▶ **GIVEN EXERCISE**:
Output the line containing "Exercise. Identify the player's ear" and all subsequent lines of the listing below, copied exactly, with no other lines.

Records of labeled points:

+--

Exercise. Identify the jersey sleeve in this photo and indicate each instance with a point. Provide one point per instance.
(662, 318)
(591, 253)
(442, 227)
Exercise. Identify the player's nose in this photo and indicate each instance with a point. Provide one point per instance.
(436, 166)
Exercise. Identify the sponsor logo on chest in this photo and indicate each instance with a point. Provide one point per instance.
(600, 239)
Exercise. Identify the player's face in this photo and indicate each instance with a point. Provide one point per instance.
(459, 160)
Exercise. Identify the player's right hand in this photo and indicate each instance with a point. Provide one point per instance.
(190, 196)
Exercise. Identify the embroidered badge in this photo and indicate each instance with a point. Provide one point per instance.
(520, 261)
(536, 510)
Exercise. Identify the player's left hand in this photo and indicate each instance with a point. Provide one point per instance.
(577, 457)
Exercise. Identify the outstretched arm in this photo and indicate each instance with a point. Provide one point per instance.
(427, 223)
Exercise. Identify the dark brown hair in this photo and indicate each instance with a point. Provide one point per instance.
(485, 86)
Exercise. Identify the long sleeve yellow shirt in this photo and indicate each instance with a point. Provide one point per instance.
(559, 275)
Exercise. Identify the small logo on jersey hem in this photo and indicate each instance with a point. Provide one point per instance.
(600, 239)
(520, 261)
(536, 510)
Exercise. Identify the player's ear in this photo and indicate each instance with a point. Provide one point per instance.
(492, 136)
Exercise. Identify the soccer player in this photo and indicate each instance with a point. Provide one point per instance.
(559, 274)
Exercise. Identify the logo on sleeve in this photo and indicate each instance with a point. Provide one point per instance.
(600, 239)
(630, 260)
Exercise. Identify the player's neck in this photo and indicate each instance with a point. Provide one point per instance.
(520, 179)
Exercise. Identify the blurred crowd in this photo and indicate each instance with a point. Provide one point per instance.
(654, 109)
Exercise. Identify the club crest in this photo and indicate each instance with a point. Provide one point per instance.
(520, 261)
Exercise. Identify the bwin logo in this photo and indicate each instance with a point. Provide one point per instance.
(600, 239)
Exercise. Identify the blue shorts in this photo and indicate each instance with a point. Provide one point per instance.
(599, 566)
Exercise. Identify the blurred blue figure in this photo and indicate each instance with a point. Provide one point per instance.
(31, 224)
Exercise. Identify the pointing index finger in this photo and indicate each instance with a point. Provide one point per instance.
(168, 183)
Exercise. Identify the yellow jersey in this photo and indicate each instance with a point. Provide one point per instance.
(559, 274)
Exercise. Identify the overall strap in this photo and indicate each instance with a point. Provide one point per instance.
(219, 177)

+--

▶ **SOLVED EXERCISE**:
Exercise. Identify the player's ear in this photo and indicate each instance with a point. Provide one point per instance.
(492, 136)
Exercise. Identify the soccer player in this photo and indicate each instance with a point. Provide one point per instance.
(559, 274)
Exercise. Identify the logo on sleeve in this photo and indicate each instance with a point. Provide one point per instance.
(600, 239)
(630, 260)
Exercise. Identify the player's neck in this photo and indicate each instance with a point. Provide one point per instance.
(520, 179)
Exercise. Identify the blurred crowd in this photo and indicate each instance with a point. Provide one point per instance.
(654, 109)
Exercise. Identify the club crest in this photo and indicate each instance with a point. Provide one point per instance.
(520, 261)
Exercise. Identify the bwin logo in this photo and indicate each instance with a point. Provide one point per instance.
(600, 239)
Exercise. Identify the blue shorts in this photo and indicate each instance with a point. Provide one point per instance.
(599, 566)
Exercise. Identify the blurred blue figure in this photo and indicate each instance with a point. Provide one point per instance.
(31, 224)
Exercise. Identify the pointing index finger in this photo and indicate each instance with a point. Provide one point per instance.
(168, 183)
Exercise. Identify the yellow jersey in this photo and indicate each instance with a point. Provide one point per instance.
(559, 274)
Exercise. Identify the overall strap in this photo and indicate each instance with a point. Provide one point per instance.
(219, 177)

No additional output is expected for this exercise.